» SUPPLIED TEXT:
_ _ _ _
The Limits to Equality
Al sells shoes. Fred collects garbage for the same salary. Are they equal?
Hubert works 50 hours per week to make $50,000/year. Biff works 32 hours per week to make $50,000/year. Are they equal?
Sarah works in downtown Manhattan for $60,000/year. Beth gets paid the same amount but lives in a southern city with a much lower cost of living. Are they equal?
Bill is 22 years old and has $200,000 in his portfolio. Robert is 65 years old and has $200,000 saved up for retirement. Are they equal?
Sally works in a grimy industrial city for $40,000/year. Susie works in a beautiful resort town for the same amount. Are they equal?
Stephen is a tenured college professor making $60,000/year; he gets summers off and the occasional sabbatical. Charles writes software for $60,000/year working fulltime at a very stressful occupation. Are they equal?
Charlotte works as a teacher for $30,000/year, gets summers off and a very generous retirement plan. Brenda makes $40,000/year working full time in the private sector, and has to contribute to her own 401(k) plan in order to have retirement money. Is Brenda better off?
Humphrey has climbed the corporate ladder making a steady climb from $40,000/year to $80,000/year over ten years. Joe started his own business, losing both money and sleep over the first few years, but now is making $100,000/year. Is Joe better off?
The ideas in this chapter and the surrounding chapters would do much to reduce income disparities, but they will not eliminate them. As shown above, complete income equalization does not produce complete equality! This is the inherent flaw in attempts at setting a maximum income, such as a steeply progressive income tax. Not all jobs are equally pleasant. There is a time value of money; money gained now is worth more than the same amount promised later. There needs to be compensation for the risks taken for starting new ventures and creating new products. And finally, old people need money in the bank to offset their loss of productive capacity. Any study of wealth distribution that does not break down by age group (and take into account the annuity value of Social Security and other retirement plans) is bogus.
No government has the information needed to determine these offsets. Different people place different values on luxury, location, timeliness, leisure, and security. The best we can do is to let people try to equalize their lot by free choice.
True inequality will remain, as some are more talented, ambitious and/or lucky. But to stifle such people is to deprive society of the fruits of their labor. It is better to buy a skilled brain surgeon a nice new car than to have the brain surgeon work on his own car with time he could be doing brain surgery. Prosperity and efficiency are important; equality is not the only value.
But even if equality were the only virtue, it is still much to be said for letting the talented and ambitious earn above the norm. To do otherwise is to lock our society into a type of caste system. The corporations started by tycoons past become permanent institutions. It took a system that allowed Bill Gates to get rich to provide IBM with real competition. And if we let some other talented programmers to keep more of their wealth, they might have a better shot at starting the company that gives Microsoft some real competition.
I don’t know what the exact limits to equality are, and I don’t have to know. I do know that there are steps toward greater equality that are also steps toward greater freedom, justice and prosperity. After taking these steps, we can step back and think about the tradeoffs.
_ _ _ _
» INFORMATION PROVIDED:
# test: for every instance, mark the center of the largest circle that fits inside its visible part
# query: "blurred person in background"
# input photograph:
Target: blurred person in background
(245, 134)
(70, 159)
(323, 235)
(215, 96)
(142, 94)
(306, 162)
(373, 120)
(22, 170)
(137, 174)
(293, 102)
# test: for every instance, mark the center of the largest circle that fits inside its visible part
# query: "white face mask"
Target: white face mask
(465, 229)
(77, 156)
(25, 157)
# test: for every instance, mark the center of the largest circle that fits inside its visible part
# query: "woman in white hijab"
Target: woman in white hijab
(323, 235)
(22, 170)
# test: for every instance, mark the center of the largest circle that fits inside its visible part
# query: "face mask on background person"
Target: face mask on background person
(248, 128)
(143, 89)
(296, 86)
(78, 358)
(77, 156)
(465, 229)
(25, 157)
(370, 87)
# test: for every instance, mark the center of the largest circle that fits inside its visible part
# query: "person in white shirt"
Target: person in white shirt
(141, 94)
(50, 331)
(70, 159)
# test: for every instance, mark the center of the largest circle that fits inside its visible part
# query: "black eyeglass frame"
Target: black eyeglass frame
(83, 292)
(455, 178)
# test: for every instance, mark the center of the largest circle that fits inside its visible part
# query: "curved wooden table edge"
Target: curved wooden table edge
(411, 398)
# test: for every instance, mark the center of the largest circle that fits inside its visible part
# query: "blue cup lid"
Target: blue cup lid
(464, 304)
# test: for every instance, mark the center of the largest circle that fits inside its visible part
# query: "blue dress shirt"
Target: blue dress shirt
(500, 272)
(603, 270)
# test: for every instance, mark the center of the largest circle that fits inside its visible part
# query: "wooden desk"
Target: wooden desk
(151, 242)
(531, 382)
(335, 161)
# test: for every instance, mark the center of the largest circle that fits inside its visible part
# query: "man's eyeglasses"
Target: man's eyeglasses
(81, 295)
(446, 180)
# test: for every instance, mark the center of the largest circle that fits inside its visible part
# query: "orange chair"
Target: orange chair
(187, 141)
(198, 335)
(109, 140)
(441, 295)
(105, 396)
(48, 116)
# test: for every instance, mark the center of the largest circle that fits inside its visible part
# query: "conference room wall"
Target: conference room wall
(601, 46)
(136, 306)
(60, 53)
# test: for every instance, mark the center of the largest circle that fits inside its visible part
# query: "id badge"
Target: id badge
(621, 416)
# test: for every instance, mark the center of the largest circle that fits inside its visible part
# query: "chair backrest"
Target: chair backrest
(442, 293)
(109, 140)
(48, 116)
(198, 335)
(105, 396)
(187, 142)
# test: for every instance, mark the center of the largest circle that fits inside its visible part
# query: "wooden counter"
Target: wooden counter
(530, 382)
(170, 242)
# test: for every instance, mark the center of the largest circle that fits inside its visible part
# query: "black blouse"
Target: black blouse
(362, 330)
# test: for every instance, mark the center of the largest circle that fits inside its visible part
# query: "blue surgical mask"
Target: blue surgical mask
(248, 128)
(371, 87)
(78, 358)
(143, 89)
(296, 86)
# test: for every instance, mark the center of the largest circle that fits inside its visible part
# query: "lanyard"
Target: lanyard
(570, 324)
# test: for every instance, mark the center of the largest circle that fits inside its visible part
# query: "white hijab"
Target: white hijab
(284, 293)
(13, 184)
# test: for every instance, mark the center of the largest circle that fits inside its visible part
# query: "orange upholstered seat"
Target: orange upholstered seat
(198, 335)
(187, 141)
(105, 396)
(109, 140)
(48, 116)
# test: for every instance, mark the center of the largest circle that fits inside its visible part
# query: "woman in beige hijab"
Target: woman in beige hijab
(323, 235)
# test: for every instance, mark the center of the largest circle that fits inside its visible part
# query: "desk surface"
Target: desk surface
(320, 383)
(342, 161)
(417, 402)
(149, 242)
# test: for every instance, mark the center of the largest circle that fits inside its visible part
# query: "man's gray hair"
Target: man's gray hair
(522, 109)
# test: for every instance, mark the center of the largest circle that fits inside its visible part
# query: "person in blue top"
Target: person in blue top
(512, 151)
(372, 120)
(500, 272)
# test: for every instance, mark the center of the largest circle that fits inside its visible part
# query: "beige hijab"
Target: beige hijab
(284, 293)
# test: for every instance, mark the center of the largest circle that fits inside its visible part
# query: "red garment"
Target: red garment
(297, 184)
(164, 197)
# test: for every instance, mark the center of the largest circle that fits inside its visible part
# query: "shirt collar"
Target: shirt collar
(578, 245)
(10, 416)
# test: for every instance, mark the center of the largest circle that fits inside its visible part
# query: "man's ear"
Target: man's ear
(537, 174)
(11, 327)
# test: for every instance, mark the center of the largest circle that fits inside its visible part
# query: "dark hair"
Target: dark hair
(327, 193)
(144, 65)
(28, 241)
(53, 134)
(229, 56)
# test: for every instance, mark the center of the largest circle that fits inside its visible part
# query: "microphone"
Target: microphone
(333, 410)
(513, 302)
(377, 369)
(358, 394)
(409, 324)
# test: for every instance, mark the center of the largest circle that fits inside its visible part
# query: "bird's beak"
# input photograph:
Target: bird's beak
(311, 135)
_ _ _ _
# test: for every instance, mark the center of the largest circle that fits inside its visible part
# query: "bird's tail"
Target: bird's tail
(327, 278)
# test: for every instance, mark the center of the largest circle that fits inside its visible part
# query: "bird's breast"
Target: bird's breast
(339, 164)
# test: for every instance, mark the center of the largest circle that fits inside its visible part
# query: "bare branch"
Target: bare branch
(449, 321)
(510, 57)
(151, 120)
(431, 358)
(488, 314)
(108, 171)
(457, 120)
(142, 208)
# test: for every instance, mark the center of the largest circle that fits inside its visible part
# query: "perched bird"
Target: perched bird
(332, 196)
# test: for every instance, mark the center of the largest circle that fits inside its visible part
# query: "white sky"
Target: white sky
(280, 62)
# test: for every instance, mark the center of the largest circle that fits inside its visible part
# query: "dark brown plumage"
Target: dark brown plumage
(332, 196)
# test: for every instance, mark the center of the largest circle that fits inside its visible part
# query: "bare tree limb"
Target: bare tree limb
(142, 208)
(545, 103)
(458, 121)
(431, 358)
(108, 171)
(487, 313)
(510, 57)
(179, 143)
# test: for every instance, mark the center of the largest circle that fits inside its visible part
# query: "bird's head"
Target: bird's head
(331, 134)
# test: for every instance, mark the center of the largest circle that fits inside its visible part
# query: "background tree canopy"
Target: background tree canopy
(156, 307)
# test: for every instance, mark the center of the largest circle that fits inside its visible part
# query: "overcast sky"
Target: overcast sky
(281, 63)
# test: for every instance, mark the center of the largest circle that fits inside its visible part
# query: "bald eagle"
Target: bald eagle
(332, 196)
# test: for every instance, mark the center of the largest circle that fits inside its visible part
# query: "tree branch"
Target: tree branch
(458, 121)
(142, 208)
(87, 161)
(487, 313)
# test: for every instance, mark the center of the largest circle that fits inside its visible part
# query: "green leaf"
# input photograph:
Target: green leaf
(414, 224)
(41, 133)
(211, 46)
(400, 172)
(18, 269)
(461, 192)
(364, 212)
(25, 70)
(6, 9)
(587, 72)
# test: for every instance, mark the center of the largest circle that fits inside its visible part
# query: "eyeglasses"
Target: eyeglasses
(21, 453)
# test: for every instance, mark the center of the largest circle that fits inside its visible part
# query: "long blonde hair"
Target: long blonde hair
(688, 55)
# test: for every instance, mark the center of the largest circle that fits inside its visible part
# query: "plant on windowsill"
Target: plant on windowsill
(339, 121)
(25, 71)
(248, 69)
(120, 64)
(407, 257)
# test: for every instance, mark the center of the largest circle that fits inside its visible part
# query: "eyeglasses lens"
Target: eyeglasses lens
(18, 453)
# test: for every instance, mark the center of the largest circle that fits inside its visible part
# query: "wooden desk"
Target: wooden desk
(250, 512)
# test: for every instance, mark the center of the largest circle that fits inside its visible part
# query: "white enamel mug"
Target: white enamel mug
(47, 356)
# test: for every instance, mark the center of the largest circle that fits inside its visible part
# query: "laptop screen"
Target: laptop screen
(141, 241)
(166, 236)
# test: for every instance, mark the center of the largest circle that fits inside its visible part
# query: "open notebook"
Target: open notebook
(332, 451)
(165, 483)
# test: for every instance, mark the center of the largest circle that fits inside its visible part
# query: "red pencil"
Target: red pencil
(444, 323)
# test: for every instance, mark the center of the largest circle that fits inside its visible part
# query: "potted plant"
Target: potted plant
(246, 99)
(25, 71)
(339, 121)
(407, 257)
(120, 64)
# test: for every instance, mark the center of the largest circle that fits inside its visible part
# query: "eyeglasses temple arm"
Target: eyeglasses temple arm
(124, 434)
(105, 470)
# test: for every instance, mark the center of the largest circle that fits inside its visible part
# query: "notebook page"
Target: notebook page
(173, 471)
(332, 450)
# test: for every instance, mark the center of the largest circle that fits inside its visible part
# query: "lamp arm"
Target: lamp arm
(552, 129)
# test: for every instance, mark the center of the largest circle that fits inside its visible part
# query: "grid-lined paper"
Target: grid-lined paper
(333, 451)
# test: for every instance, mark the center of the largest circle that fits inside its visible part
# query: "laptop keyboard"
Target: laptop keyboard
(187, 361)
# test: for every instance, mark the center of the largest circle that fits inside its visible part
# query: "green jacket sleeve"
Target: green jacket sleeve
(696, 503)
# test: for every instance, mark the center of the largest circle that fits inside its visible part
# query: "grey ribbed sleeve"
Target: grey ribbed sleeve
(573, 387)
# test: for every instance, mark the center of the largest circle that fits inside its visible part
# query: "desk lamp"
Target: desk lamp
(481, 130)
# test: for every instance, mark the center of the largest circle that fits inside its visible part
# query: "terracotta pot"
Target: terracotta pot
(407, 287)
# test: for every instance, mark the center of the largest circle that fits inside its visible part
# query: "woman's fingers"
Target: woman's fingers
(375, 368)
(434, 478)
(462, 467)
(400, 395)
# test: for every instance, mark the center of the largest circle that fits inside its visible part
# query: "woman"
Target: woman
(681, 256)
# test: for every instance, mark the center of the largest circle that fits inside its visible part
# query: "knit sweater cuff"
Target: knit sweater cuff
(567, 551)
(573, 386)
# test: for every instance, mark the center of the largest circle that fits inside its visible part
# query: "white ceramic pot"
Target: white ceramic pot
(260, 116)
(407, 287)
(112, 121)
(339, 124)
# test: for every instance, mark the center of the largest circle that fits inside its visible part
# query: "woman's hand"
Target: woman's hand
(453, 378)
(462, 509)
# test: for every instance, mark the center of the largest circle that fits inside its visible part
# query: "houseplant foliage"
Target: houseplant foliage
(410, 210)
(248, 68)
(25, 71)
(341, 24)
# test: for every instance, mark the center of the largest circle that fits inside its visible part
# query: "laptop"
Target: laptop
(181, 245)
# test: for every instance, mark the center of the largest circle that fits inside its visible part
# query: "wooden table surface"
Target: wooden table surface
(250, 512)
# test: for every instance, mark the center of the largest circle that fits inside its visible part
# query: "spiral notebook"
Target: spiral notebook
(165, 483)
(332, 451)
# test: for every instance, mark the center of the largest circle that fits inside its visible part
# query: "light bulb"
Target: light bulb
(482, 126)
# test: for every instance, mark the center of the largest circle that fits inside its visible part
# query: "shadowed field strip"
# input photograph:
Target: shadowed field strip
_ _ _ _
» STUDY QUESTIONS:
1/ Answer these from the essay on the limits to equality:
(a) How many hours per week does Biff work?
(b) What do old people need money in the bank to offset?
(c) Which company does the essay say got real competition from a system that let Bill Gates get rich?
2/ The essay on the limits to equality names several things that different people place different values on. List every one of them.
3/ For each statement, say yes or no according to the essay on the limits to equality, and quote the words that decide it.
(a) Joe is now making $100,000 a year.
(b) Complete income equalization produces complete equality.
(c) Charlotte earns $40,000 a year as a teacher.

» RESPONSES PER TASK:
1/
(a) 32 hours per week
(b) Their loss of productive capacity
(c) IBM

2/ luxury, location, timeliness, leisure, security

3/
(a) Yes: "now is making $100,000/year"
(b) No: "complete income equalization does not produce complete equality!"
(c) No: "Charlotte works as a teacher for $30,000/year"